Task brief :: Which lines in the data below contain the word "cream"? Copy each of them.

(Given records Opens)

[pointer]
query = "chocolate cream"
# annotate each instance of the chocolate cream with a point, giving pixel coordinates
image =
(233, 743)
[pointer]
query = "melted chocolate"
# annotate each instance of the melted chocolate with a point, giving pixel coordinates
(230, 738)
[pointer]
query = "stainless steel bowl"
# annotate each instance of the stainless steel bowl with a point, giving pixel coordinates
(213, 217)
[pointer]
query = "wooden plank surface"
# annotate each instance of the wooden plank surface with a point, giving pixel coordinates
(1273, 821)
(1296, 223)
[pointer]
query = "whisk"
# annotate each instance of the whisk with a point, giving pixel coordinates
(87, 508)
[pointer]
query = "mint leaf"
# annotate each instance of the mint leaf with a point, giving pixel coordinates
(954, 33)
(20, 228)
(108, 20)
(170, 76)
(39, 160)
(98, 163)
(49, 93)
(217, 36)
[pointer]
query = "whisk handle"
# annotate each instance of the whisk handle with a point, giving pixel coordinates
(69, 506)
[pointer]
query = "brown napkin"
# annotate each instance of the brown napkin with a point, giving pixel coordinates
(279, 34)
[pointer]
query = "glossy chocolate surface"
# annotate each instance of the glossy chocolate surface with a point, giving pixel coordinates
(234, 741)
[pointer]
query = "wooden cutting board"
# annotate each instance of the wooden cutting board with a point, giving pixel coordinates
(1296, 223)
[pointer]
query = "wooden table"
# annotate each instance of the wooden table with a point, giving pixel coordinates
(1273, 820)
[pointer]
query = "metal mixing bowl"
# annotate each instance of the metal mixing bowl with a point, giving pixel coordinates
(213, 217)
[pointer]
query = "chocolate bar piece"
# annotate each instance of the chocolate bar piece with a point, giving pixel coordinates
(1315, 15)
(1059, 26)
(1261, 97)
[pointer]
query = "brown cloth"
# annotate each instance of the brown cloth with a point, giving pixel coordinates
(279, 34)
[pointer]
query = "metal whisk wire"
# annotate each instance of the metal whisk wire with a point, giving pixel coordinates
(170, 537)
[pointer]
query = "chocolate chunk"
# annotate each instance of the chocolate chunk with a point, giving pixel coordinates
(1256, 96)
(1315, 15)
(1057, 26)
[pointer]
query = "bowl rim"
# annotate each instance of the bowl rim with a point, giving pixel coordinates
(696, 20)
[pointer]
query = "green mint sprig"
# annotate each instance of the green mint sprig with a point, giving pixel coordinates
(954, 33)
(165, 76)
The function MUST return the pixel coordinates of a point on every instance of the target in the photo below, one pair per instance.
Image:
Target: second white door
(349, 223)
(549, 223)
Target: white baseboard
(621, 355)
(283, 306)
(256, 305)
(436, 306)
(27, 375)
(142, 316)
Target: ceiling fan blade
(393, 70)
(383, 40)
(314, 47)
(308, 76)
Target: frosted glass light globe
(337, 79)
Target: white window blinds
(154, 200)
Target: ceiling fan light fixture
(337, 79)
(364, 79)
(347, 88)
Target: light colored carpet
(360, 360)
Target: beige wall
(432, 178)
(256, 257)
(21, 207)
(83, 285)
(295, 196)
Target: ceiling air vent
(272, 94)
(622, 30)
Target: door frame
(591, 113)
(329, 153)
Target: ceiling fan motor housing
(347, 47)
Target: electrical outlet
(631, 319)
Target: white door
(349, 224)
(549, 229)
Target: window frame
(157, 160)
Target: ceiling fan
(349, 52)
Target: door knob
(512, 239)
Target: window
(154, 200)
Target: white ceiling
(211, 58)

(Given records Closes)

Task response ::
query = "chocolate cream"
# annotate each instance of the chocolate cream with a point, giving pixel coordinates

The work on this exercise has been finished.